Aim of the task =
Count the lines in the items that follow which contain the string "below", matching case exactly, and give only that number.

══ Data in this exercise

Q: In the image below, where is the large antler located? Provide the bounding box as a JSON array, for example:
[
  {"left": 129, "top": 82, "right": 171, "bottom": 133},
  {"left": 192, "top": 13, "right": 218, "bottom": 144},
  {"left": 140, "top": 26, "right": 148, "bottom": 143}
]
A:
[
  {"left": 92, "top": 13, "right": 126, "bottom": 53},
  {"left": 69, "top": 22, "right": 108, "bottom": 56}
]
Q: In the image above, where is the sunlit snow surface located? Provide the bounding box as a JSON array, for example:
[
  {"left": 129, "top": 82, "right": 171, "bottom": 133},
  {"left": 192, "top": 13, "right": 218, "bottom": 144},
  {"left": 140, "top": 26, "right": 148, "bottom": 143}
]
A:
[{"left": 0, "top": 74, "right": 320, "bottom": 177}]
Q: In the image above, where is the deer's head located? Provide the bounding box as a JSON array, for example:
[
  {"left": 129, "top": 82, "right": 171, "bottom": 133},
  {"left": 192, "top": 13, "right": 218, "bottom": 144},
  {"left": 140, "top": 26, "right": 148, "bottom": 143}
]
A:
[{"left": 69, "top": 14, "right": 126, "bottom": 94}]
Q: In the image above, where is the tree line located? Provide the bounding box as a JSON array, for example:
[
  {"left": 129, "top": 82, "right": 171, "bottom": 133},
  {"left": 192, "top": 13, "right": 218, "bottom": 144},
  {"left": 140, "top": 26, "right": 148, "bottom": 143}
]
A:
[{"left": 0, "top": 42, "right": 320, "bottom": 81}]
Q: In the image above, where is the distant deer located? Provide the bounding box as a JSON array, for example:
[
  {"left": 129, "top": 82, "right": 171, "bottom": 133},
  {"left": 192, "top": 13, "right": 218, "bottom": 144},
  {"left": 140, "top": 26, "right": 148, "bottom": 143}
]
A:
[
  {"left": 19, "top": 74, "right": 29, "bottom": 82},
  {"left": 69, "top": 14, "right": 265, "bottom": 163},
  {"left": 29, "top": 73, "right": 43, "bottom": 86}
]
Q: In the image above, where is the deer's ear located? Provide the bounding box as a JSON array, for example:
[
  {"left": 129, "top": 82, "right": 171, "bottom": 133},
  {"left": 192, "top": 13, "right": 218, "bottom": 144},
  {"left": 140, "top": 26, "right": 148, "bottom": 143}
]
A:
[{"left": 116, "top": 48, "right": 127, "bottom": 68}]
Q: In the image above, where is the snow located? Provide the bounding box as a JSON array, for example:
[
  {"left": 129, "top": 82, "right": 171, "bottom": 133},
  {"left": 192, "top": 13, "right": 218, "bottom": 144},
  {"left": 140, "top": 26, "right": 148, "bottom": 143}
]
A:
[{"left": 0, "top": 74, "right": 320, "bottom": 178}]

════
══ Data in this exercise

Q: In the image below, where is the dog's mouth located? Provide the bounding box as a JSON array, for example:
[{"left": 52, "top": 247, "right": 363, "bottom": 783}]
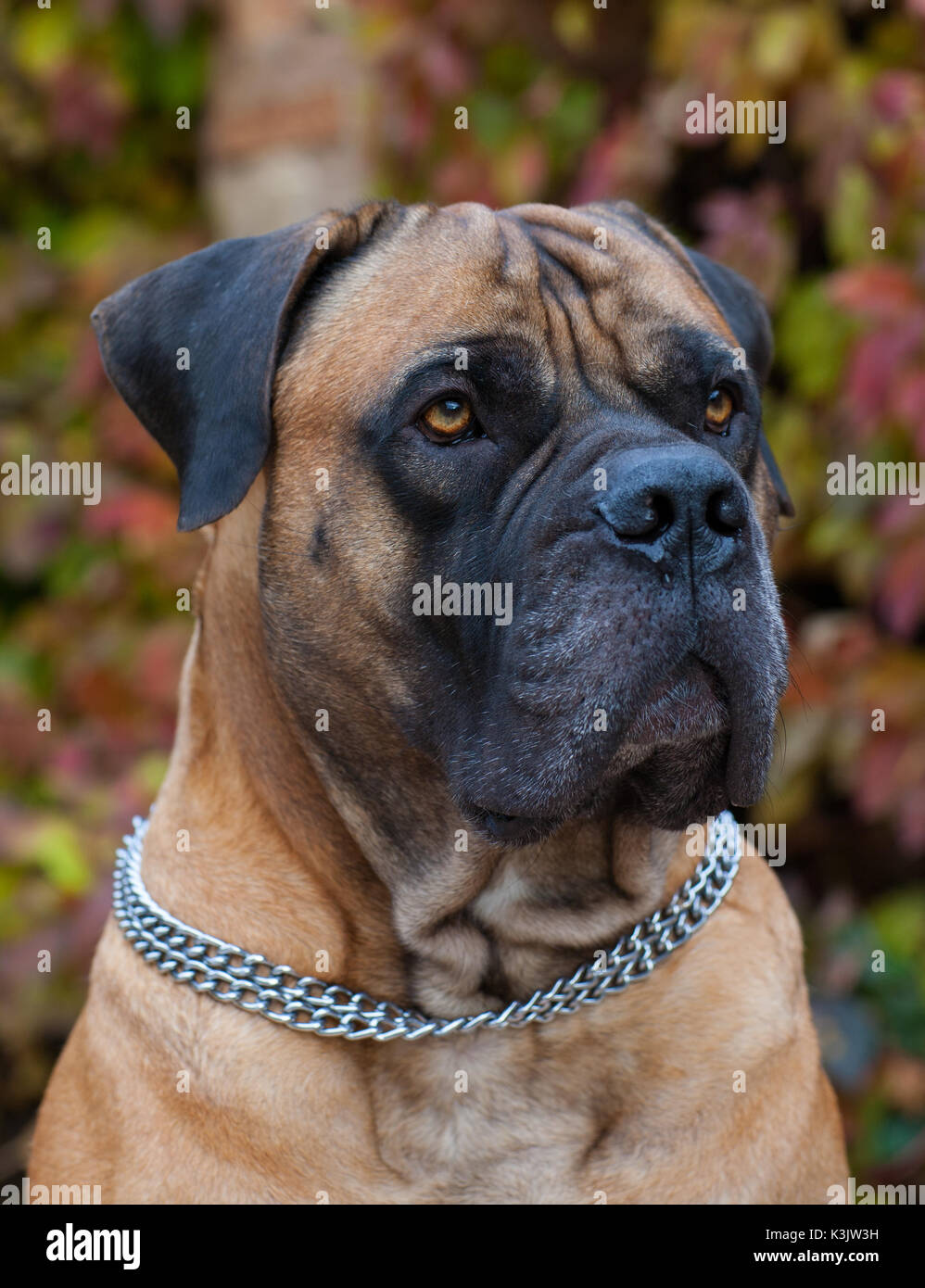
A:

════
══ Data in this exercise

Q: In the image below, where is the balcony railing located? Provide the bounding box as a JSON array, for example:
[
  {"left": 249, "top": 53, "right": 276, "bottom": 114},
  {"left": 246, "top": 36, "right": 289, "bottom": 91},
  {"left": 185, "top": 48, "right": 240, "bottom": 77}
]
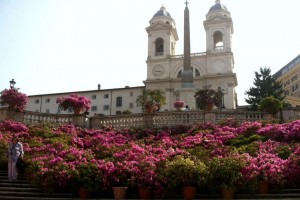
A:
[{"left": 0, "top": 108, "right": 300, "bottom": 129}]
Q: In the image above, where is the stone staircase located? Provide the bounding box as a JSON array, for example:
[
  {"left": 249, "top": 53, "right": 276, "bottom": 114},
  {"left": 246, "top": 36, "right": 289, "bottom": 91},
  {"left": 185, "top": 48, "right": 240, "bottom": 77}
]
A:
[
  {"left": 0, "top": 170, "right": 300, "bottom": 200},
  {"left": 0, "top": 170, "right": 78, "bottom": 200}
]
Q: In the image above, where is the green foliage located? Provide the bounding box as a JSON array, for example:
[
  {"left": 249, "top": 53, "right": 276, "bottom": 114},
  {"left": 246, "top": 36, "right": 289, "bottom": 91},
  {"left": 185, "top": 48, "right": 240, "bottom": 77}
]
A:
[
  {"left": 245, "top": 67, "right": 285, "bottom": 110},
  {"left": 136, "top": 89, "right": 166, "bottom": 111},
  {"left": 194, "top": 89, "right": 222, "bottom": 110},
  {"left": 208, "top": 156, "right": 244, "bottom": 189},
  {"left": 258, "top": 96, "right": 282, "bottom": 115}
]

════

Finished exercise =
3